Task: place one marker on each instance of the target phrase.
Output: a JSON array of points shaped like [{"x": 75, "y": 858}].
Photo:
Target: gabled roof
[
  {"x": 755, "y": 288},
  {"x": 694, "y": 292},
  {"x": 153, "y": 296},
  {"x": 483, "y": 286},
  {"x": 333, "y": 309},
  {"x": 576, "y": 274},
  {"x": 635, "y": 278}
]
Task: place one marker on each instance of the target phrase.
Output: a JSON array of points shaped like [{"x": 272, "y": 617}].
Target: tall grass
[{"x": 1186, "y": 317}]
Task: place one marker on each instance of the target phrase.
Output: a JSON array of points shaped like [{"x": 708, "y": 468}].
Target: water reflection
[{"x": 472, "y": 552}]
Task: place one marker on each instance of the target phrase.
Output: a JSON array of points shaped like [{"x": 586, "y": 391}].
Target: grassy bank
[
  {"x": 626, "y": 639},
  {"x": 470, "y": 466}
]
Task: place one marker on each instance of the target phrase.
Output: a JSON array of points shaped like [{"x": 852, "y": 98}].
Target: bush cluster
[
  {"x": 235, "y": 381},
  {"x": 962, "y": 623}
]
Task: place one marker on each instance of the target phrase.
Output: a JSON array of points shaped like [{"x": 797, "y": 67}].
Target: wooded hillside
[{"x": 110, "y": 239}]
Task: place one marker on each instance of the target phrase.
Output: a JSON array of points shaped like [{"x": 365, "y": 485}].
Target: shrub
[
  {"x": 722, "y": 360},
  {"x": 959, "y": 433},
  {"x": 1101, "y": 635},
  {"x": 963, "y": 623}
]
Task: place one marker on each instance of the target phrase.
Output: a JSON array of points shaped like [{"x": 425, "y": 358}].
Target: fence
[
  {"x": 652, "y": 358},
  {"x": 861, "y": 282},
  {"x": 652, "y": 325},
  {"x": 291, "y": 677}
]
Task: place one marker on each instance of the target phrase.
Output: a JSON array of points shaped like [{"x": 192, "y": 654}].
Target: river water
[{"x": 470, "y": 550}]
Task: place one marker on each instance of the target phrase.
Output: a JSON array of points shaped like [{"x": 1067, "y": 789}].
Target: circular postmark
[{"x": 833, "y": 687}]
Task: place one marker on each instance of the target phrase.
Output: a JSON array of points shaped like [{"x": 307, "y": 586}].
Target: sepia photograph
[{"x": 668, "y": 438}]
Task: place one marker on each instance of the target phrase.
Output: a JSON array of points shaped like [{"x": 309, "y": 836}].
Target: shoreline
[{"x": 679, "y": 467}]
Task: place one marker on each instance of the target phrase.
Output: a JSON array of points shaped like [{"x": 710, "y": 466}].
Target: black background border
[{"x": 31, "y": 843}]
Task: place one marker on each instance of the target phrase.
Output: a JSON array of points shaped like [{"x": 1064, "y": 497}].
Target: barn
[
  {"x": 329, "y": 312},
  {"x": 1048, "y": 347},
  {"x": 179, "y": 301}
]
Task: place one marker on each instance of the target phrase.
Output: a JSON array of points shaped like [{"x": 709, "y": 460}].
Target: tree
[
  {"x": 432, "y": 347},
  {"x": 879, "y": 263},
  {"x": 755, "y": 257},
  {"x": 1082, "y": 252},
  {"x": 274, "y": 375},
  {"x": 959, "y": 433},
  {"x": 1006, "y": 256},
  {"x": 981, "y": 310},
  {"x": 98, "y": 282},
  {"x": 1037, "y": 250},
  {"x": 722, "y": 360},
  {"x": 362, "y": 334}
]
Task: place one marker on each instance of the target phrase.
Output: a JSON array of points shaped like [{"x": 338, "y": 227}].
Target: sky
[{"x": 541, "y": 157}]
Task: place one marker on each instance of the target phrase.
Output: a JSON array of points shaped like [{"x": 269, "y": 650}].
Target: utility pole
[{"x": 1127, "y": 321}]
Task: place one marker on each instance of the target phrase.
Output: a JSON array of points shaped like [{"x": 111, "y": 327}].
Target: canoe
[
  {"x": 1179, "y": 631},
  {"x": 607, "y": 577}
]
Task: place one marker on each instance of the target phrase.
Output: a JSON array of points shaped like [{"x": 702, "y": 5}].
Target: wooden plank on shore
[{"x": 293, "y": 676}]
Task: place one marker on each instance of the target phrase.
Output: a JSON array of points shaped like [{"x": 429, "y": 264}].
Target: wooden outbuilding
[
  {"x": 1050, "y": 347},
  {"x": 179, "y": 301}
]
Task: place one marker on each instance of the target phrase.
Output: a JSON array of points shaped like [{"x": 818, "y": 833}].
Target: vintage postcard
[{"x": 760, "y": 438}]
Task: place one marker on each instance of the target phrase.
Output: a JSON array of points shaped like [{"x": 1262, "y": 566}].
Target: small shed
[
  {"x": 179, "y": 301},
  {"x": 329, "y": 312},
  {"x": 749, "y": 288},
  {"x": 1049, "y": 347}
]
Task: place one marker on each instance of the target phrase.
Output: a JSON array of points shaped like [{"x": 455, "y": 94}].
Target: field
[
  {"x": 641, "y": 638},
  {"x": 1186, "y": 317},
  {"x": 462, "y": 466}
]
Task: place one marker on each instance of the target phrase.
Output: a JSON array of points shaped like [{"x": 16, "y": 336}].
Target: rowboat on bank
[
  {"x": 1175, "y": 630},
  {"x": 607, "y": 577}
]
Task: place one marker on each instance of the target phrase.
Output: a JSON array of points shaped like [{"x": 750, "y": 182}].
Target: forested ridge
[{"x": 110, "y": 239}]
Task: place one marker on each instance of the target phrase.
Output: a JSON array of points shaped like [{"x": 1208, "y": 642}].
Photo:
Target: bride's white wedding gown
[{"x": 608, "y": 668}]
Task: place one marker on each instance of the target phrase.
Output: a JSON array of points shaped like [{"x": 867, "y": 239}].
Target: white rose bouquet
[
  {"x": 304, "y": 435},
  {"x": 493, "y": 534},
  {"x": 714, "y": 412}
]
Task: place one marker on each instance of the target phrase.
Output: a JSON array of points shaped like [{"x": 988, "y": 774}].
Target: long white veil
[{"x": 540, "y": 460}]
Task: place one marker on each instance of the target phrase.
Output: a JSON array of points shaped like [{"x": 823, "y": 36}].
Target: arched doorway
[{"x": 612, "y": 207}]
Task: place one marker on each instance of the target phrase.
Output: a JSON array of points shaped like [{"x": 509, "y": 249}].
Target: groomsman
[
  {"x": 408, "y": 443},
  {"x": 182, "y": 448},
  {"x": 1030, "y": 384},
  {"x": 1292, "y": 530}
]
══════════════════════════════
AIM OF THE TASK
Please copy out each record, character for character.

SOLVED EXERCISE
Task: place one marker on each instance of the target phrase.
Output: a JSON array of points shaped like [{"x": 75, "y": 858}].
Photo:
Target: gabled roof
[
  {"x": 755, "y": 288},
  {"x": 694, "y": 292},
  {"x": 153, "y": 296},
  {"x": 483, "y": 286},
  {"x": 333, "y": 309},
  {"x": 576, "y": 274},
  {"x": 635, "y": 278}
]
Task: place one marker on each instance of the target phrase.
Output: a JSON array of points shaped like [{"x": 272, "y": 617}].
Target: tall grass
[{"x": 1186, "y": 317}]
Task: place one marker on each instance of the target phrase.
Output: a JSON array of points shaped like [{"x": 708, "y": 468}].
Target: water reflection
[{"x": 472, "y": 552}]
Task: place one marker on each instance of the target phrase.
Output: a JSON array of points shaped like [{"x": 586, "y": 391}].
Target: grassy bank
[
  {"x": 626, "y": 639},
  {"x": 470, "y": 466}
]
Task: place one marker on each instance of the target phrase.
Output: a JSON array of points shaped like [{"x": 852, "y": 98}].
Target: bush cluster
[
  {"x": 235, "y": 381},
  {"x": 962, "y": 623}
]
Task: place one marker on each instance of the target phrase.
Output: a JSON array of points shaped like [{"x": 797, "y": 67}].
Target: wooded hillside
[{"x": 110, "y": 239}]
Task: place one marker on each instance of the target phrase.
Output: a JSON array of points shaped like [{"x": 365, "y": 485}].
Target: shrub
[
  {"x": 722, "y": 360},
  {"x": 959, "y": 433},
  {"x": 1101, "y": 635},
  {"x": 963, "y": 623}
]
Task: place one marker on each instance of the target phrase.
Output: a JSON array of points shaped like [{"x": 425, "y": 358}].
Target: fence
[
  {"x": 652, "y": 358},
  {"x": 861, "y": 282},
  {"x": 652, "y": 325},
  {"x": 291, "y": 677}
]
Task: place one marker on each instance of the target phrase.
Output: a JSON array of points shaped like [{"x": 192, "y": 654}].
Target: river water
[{"x": 470, "y": 550}]
Task: place one marker on each instance of the target phrase.
Output: a JSON array of points shaped like [{"x": 1067, "y": 789}].
Target: circular postmark
[{"x": 833, "y": 687}]
Task: place one marker on each instance of the target phrase.
Output: a JSON array of points shaped like [{"x": 307, "y": 586}].
Target: sepia photograph
[{"x": 668, "y": 438}]
Task: place one marker on each instance of the target phrase.
Output: a JSON array of points shaped like [{"x": 309, "y": 836}].
Target: shoreline
[{"x": 679, "y": 467}]
Task: place one marker on each instance of the target phrase.
Output: a JSON array of points shaped like [{"x": 710, "y": 466}].
Target: black background border
[{"x": 31, "y": 843}]
Task: place one marker on each instance of the target phrase.
Output: a JSON array of points shaped like [{"x": 1064, "y": 497}].
Target: barn
[
  {"x": 329, "y": 312},
  {"x": 1048, "y": 347},
  {"x": 179, "y": 301}
]
Task: place one marker on each instance of the target phrase.
Output: a JSON array of points shaped like [{"x": 709, "y": 460}].
Target: tree
[
  {"x": 432, "y": 347},
  {"x": 879, "y": 263},
  {"x": 755, "y": 257},
  {"x": 1082, "y": 252},
  {"x": 274, "y": 375},
  {"x": 959, "y": 433},
  {"x": 1006, "y": 256},
  {"x": 981, "y": 310},
  {"x": 98, "y": 282},
  {"x": 1037, "y": 250},
  {"x": 722, "y": 360},
  {"x": 362, "y": 334}
]
Task: place one marker on each instance of the target phrase.
Output: a JSON array of points shaped like [{"x": 338, "y": 227}].
Target: sky
[{"x": 541, "y": 157}]
Task: place one marker on each instance of the target phrase.
Output: a JSON array of points shaped like [{"x": 269, "y": 650}].
Target: utility pole
[{"x": 1127, "y": 321}]
Task: place one marker on each instance of the target phrase.
Output: a JSON array of points shaped like [{"x": 111, "y": 327}].
Target: canoe
[
  {"x": 1179, "y": 631},
  {"x": 607, "y": 577}
]
Task: place one marker on each instance of the target phrase.
Output: a JSON array of points shaped like [{"x": 702, "y": 5}].
Target: wooden plank on shore
[{"x": 293, "y": 676}]
Task: place one marker on each instance of the target phrase.
Output: a JSON array of points shaped like [{"x": 429, "y": 264}].
Target: wooden outbuilding
[
  {"x": 1050, "y": 347},
  {"x": 179, "y": 301}
]
Task: place one marker on each instance of the target phrase.
Output: a JSON array of points shaped like [{"x": 818, "y": 833}].
Target: vintage postcard
[{"x": 760, "y": 438}]
Task: place one marker on each instance of the target phrase.
Output: a JSON array of points shaped like [{"x": 1262, "y": 566}].
Target: small shed
[
  {"x": 179, "y": 301},
  {"x": 329, "y": 312},
  {"x": 749, "y": 288},
  {"x": 1049, "y": 347}
]
Task: place one marker on each instance of the target phrase.
Output: a JSON array of points shaped like [{"x": 455, "y": 94}].
Target: field
[
  {"x": 641, "y": 638},
  {"x": 1186, "y": 317},
  {"x": 462, "y": 466}
]
Task: place one marker on each instance of the target phrase.
Output: a JSON array of points shaped like [{"x": 16, "y": 336}].
Target: rowboat on bank
[
  {"x": 1175, "y": 630},
  {"x": 607, "y": 577}
]
Task: place one marker on each instance of the target phrase.
Output: a JSON array of points shaped like [{"x": 750, "y": 182}].
Target: forested ridge
[{"x": 110, "y": 239}]
Task: place one marker on each instance of the target phrase.
Output: a JSON array of points shaped like [{"x": 1208, "y": 642}].
Photo:
Target: bride's white wedding gown
[{"x": 608, "y": 668}]
Task: place one marker on each instance of the target phrase.
Output: a JSON array of points shaped like [{"x": 867, "y": 239}].
Target: white rose bouquet
[
  {"x": 304, "y": 435},
  {"x": 493, "y": 534},
  {"x": 714, "y": 412}
]
Task: place one marker on each instance of the target phrase.
Output: a JSON array of points shaped like [{"x": 988, "y": 774}].
Target: long white veil
[{"x": 540, "y": 460}]
Task: place one marker on each instance of the target phrase.
Output: a JSON array of points shaped like [{"x": 823, "y": 36}].
Target: arched doorway
[{"x": 612, "y": 207}]
Task: place one marker on each instance of the target phrase.
Output: a JSON array of points shaped like [{"x": 509, "y": 249}].
Target: groomsman
[
  {"x": 408, "y": 443},
  {"x": 182, "y": 448},
  {"x": 1030, "y": 384},
  {"x": 1292, "y": 530}
]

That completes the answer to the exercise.